**Activity**
Please transcribe the data that follows exactly, from its first line through the line that contains "<instances>".

=== Records supplied ===

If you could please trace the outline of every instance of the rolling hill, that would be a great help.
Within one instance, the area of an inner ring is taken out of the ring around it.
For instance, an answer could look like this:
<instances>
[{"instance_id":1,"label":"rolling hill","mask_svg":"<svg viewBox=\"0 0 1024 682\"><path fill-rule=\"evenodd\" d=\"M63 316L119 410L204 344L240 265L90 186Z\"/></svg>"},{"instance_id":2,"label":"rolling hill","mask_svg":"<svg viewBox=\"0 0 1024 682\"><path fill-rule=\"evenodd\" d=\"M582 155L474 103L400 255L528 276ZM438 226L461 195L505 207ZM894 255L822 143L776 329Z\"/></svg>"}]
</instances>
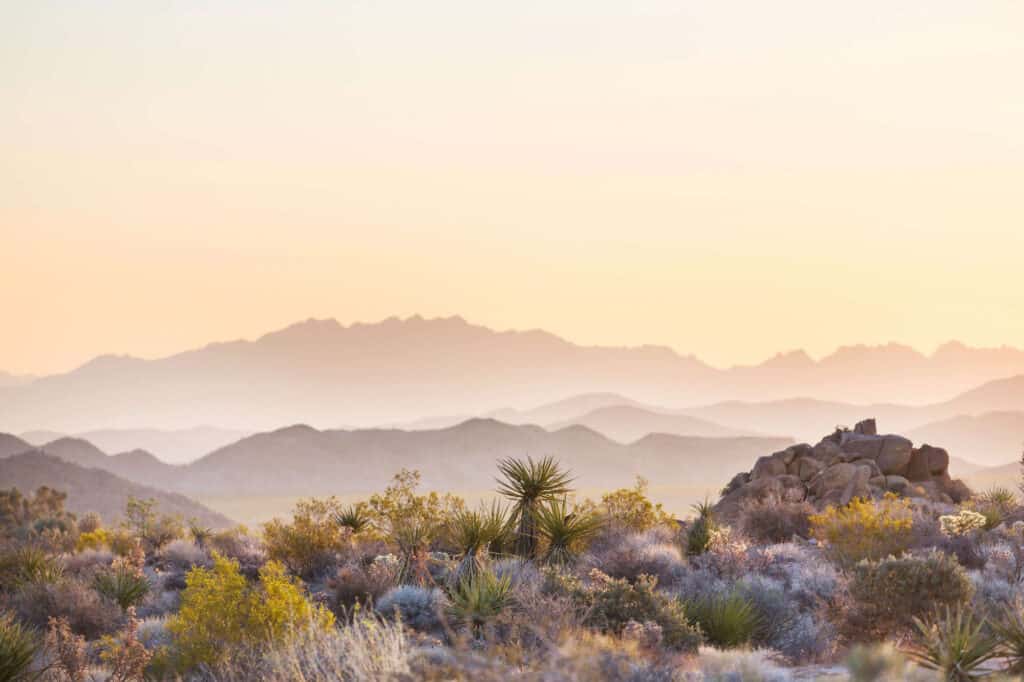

===

**Completed exercise**
If you could please trace the outline of every instance of the rolling hill, that would be a great help.
Within one instance, the area of an inner ring is taken out of the ring around it.
For instance, an answer could look like this:
<instances>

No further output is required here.